▶ **Passage to read**
◆ ◆ ◆
At the beginning of every project, we have to commit to some important decisions. Among the correct decisions we made at Codenation I can cite the use of Go language, the adoption of Clean Architecture and JAMStack and our choice to store the code in a monorepo at Github. In this post, I will write about the latter, and how we solved a common challenge that the monorepo architecture brings.
With the increasing complexity of modern projects, with microservices and distinct user interfaces consuming resources, teams need to decide between splitting the code into multiple repositories or using a monorepo approach. Some companies like Google and DigitalOcean adopted the monorepo, as we can see in the following posts:
- Why Google Stores Billions of Lines of Code in a Single Repository
- Cthulhu: Organizing Go Code in a Scalable Repo
In my humble opinion, the main reasons to use a monorepo are the simplicity of repository management and the reuse of code across the team.
But one of the challenges that this choice brings to the project is the potential complexity of automated build and deploy. Considering that all the code of a complex project is stored in the same repository, a change in a single file could trigger the build that can last minutes (or maybe hours) to be done. And this can be a real pain to the team, slowing the day to day productivity. In the DigitalOcean’s post that I cited before, they developed an internal solution, called gta (Go Test Auto), that is not open source. To solve this problem we created a similar solution but using Shell Script.
Currently, this is our project’s directory structure:
api = API and documentation
chatbots = telegram, facebook and slack chatbots
cli = codenation cli, used by developers to run the challenges
cmd = utils and fixtures
core = Go core packages, used by all the project
docs = source code of internal docs (hosted at Github Pages) frontend = Vue.js project and templates used by Sam
infra = configuration files used by staging and production servers lambda = lambda functions
research = Python notebooks and other research assets
sam = cli tool used by us to generate pages, include challenges and other admin tasks
scripts = shell scrips used by CI/CD and other admin tasks
web = ReactJS project (Signin, Signup, Forgot password) - IN PROCESS OF DEPRECATION
workers = workers that consume SQS queues
.drone.yml = CI/CD configuration file
.goreleaser.yml = Goreleaser configuration file. Used to deploy the codenation-cli to Github, Homebrew
docker-compose.yml = Docker configuration used by local and staging environments
Gopkg.* = Go dependencies configuration files
Makefile = build and admin tasks
We are using Drone.io as our CI/CD solution, that can we consider another good choice that we made. Our build pipeline can be seen in the image below:
And this is a sample of our .drone.yml config file:
As you can see, the step golang-build-api executes the script drone_go_build_api.sh, that is:
#!/bin/bash -e
watch="api core"
◆ ◆ ◆
▶ **Listed records**
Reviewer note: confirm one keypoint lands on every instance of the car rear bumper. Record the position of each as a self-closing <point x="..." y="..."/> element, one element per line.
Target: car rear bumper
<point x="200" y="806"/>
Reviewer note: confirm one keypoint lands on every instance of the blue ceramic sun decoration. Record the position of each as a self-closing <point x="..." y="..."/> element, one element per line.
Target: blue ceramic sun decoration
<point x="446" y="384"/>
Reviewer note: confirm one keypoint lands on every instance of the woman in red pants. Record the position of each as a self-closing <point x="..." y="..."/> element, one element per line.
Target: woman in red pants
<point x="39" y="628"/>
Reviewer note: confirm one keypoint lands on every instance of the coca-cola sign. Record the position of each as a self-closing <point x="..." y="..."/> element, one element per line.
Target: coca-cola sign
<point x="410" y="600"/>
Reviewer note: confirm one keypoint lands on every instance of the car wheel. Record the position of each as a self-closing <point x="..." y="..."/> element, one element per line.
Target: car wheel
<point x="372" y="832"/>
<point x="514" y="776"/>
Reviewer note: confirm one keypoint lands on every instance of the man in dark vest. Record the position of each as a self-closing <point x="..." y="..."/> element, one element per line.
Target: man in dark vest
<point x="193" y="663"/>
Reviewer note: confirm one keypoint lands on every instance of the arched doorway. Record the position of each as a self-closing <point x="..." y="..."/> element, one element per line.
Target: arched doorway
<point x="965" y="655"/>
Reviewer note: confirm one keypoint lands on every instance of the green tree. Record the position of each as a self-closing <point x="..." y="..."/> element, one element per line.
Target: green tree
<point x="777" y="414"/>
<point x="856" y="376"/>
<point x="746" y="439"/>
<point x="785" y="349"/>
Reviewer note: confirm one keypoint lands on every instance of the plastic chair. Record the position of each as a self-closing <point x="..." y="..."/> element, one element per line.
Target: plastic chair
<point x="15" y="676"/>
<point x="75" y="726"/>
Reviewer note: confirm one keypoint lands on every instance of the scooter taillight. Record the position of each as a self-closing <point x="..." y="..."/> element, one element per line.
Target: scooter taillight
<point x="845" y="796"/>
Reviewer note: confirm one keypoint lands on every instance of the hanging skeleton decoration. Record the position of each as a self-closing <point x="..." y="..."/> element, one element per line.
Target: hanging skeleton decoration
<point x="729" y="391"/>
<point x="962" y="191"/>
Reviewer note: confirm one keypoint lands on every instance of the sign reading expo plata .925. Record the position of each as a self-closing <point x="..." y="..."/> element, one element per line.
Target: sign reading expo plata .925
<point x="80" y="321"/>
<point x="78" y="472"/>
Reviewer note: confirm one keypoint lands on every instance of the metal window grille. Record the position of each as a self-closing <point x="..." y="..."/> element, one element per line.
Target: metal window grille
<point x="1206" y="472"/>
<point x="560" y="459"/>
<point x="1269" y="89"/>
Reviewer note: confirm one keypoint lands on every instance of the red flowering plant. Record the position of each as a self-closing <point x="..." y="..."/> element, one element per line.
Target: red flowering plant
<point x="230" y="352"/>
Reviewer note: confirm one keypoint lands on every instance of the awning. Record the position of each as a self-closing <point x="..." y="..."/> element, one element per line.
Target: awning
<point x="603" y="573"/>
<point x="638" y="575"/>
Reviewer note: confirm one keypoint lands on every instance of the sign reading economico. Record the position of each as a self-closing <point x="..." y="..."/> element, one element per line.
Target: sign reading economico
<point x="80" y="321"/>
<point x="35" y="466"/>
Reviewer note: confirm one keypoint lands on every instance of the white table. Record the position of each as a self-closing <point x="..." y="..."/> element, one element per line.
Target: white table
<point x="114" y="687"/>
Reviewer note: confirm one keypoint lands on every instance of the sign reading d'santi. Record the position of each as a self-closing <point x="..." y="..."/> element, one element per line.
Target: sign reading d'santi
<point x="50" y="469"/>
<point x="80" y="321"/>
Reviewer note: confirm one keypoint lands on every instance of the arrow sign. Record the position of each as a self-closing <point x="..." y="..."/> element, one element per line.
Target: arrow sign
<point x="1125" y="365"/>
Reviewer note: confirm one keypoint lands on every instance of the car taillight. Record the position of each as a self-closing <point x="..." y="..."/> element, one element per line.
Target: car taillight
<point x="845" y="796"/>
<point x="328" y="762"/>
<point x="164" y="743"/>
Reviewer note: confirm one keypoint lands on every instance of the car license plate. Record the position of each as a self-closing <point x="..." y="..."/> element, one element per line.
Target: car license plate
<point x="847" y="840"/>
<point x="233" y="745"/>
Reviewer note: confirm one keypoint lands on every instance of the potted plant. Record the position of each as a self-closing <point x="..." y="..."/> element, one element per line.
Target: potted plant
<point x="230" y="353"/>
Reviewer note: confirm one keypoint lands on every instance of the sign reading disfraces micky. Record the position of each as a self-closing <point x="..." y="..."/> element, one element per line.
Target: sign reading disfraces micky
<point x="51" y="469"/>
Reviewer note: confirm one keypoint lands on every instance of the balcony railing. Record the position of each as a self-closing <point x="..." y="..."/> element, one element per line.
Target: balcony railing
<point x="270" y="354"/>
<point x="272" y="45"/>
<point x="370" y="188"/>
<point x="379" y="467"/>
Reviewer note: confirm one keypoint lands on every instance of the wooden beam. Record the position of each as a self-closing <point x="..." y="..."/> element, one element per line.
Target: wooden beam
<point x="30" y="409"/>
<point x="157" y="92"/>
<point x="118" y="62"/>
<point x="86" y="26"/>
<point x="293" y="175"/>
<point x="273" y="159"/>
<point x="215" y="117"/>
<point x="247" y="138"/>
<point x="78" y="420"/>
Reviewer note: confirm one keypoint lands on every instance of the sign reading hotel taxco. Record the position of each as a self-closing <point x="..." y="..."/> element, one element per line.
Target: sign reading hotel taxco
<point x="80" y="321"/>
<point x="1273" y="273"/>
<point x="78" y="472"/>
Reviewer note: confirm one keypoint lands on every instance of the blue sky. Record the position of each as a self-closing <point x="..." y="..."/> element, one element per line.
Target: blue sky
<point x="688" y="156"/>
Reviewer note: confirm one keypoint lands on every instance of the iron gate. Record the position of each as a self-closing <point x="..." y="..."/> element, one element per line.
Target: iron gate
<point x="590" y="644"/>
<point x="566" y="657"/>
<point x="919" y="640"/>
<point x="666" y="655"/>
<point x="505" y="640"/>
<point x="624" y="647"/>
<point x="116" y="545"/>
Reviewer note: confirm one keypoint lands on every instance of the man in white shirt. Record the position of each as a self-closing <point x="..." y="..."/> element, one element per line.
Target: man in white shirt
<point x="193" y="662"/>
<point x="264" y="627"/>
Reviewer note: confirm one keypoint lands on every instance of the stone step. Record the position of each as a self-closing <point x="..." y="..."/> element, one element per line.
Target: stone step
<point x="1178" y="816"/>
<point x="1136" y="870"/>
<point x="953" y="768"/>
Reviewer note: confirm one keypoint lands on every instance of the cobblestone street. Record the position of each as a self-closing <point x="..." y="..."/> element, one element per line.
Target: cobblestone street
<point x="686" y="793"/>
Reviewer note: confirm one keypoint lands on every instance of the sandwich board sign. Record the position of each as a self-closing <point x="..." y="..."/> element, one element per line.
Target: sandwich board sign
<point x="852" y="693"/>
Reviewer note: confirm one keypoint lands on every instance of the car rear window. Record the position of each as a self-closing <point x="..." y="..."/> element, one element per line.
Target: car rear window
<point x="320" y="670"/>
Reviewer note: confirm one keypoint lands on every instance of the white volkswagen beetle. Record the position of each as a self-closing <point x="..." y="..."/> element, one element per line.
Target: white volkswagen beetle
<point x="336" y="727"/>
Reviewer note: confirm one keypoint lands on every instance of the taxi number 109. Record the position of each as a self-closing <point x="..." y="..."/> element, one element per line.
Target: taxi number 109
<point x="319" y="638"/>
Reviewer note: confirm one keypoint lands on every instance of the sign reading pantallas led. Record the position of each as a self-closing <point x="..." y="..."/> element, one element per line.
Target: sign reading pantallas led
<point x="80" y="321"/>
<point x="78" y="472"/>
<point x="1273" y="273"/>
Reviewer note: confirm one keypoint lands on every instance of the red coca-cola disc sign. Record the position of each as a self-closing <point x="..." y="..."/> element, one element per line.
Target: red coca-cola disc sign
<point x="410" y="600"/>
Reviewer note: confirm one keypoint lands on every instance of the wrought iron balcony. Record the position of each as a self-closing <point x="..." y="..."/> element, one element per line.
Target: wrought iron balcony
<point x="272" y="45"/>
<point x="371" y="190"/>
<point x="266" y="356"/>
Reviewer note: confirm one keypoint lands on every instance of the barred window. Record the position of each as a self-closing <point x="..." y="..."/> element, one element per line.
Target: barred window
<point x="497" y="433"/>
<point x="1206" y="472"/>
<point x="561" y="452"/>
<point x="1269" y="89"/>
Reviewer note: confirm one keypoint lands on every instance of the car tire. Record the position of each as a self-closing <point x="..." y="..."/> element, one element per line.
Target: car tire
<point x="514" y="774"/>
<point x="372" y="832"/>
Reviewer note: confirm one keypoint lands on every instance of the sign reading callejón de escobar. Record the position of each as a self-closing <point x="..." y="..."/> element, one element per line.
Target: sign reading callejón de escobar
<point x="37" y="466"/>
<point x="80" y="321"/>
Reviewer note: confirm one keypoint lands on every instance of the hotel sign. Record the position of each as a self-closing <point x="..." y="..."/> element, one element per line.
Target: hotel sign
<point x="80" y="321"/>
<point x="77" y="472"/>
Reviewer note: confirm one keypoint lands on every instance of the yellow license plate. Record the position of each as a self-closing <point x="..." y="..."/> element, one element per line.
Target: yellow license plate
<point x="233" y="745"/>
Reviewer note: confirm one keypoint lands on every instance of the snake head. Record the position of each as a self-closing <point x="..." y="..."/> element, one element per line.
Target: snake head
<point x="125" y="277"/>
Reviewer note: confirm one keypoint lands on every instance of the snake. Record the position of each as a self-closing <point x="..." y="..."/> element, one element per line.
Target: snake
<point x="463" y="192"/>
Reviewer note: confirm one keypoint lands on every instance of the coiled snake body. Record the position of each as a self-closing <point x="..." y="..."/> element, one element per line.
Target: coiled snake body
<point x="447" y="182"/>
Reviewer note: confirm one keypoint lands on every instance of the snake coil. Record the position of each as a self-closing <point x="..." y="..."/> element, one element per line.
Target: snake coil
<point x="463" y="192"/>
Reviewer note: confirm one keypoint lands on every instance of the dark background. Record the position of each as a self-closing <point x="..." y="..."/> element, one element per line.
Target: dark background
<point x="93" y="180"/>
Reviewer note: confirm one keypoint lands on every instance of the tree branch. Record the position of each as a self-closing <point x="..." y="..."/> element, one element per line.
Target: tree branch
◆ ◆ ◆
Please write out the portion of the monorepo post above word for word, starting at "With the increasing" and ending at "across the team.".

▶ **Answer to the exercise**
With the increasing complexity of modern projects, with microservices and distinct user interfaces consuming resources, teams need to decide between splitting the code into multiple repositories or using a monorepo approach. Some companies like Google and DigitalOcean adopted the monorepo, as we can see in the following posts:
- Why Google Stores Billions of Lines of Code in a Single Repository
- Cthulhu: Organizing Go Code in a Scalable Repo
In my humble opinion, the main reasons to use a monorepo are the simplicity of repository management and the reuse of code across the team.